Written request: Output the listing below as a JSON list of strings with one string per line, leaving out blank lines. Start at the line containing "of the dirt" and go on through the line containing "[1057, 744]".

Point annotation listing
· · · ·
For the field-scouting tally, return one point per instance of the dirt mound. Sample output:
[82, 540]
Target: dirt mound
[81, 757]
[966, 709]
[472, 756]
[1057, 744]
· · · ·
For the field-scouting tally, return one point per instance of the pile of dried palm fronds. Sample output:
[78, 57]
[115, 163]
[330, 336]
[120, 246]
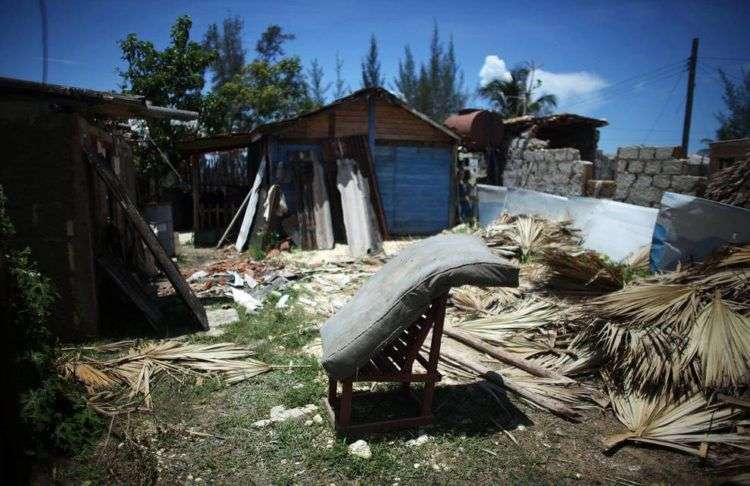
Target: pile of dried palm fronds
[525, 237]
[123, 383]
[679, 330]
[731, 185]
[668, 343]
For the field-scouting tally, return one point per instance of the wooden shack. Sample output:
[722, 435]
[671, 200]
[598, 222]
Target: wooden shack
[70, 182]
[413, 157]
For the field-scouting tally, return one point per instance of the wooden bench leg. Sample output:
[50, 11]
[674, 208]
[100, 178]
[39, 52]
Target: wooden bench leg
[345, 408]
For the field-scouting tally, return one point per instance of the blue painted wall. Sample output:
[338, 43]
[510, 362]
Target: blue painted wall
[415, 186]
· · · ·
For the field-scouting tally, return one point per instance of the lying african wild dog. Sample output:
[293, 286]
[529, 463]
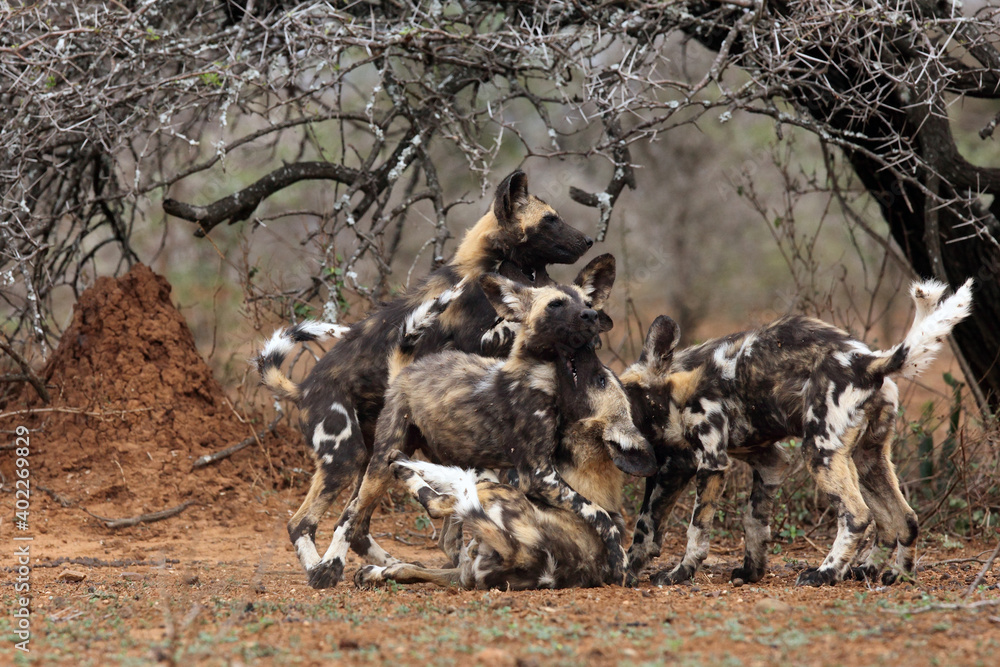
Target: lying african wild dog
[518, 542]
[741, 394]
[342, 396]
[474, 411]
· · · ·
Written response:
[
  "For the field-scouting tally, return one point per instance of the dirt mound. Sample output:",
  "[82, 540]",
  "Target: dirt mound",
  "[81, 757]",
  "[966, 709]",
  "[472, 756]",
  "[1057, 744]"
]